#### Input records:
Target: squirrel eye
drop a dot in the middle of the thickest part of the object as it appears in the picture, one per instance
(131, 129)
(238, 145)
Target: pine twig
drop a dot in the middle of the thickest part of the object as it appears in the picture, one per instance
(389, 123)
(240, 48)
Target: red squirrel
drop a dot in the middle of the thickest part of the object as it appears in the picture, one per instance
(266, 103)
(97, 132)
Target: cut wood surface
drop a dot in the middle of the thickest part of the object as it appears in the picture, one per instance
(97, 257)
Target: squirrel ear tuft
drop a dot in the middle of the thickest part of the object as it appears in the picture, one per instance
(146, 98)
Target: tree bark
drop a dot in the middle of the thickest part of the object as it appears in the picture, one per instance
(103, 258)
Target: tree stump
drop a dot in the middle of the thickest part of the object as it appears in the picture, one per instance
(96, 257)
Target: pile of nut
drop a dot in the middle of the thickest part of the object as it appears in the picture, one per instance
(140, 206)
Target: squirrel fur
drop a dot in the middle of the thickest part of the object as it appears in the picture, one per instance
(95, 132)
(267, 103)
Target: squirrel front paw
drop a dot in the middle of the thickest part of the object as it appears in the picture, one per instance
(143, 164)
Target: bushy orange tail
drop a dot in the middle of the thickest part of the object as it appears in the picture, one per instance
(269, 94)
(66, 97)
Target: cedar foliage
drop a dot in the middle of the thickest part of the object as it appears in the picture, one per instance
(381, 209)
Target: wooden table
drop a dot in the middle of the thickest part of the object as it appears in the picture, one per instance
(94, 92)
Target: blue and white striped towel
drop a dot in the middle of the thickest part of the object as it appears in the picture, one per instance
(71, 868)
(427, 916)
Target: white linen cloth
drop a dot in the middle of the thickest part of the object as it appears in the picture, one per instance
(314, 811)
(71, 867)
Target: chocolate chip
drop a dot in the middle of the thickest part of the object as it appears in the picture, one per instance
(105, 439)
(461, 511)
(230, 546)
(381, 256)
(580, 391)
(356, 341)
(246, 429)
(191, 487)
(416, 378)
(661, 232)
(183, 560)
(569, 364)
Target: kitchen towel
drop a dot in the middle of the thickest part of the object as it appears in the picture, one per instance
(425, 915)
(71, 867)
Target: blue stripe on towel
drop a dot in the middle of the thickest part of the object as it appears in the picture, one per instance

#### To do:
Reproduce all of the entries above line for line, without altering a single character.

#### Task result:
Target: squirrel eye
drop a dot in the middle of the thickest part of the object as it appears in the picture, one per instance
(131, 129)
(238, 145)
Target: pine twig
drop a dot in the middle of the thickest part of the object as it appears in the picture, one per instance
(389, 123)
(240, 48)
Target: red squirrel
drop a dot in the middle of the thickest part of the object as it appears in the picture, one per instance
(266, 103)
(97, 132)
Target: cut wood surface
drop a dot in the middle of the thickest part of the object as it appears in the picture, one per instance
(97, 257)
Target: squirrel ear tuft
drop a dot in the middle of the thickest part of the object as it appears in the picture, one per instance
(146, 98)
Target: tree bark
drop a dot in the middle of the thickest part of the object as it appears in the picture, one per instance
(103, 258)
Target: tree stump
drop a dot in the middle of the thickest part of the object as it appears in the picture, one per instance
(96, 257)
Target: pile of nut
drop a dot in the middle of the thickest part of the object as it appears in the picture, one per instance
(140, 206)
Target: squirrel fur
drop a dot in the middle of the thickest part of the object as it appears in the picture, one per instance
(95, 132)
(267, 103)
Target: squirrel front paw
drop a dot in the middle of the thickest part of the object as it appears in the picture, one per instance
(143, 164)
Target: bushy orange tail
drop a dot in the middle of the thickest part of the object as it appears in the picture, one per instance
(269, 94)
(66, 97)
Target: cedar foliage
drop a dot in the middle of the thickest part of the object as it appears in the picture, one per instance
(381, 209)
Target: wooden table
drop a dot in the middle of the thickest part of the object as it appears in the picture, one per instance
(94, 92)
Target: blue and white striped towel
drop a dot in the middle of the thickest part of the object as it appears in the picture, one per instance
(71, 868)
(427, 916)
Target: white linen cloth
drop a dot in the middle of the thickest part of the object as it appears in the picture, one per instance
(314, 811)
(71, 867)
Target: chocolate chip
drop a dot in the middle of the thickest part of the object as it appears in the picture, one per instance
(105, 439)
(461, 511)
(230, 546)
(381, 256)
(580, 391)
(356, 341)
(246, 429)
(191, 487)
(416, 378)
(661, 232)
(183, 560)
(569, 364)
Target: kitchen towel
drop a dot in the middle of the thickest part of the object as it appears in the picture, one per instance
(425, 915)
(71, 867)
Target: blue stripe on towel
drop a dot in the middle of the thickest part of the object as it appears in the picture, one per instance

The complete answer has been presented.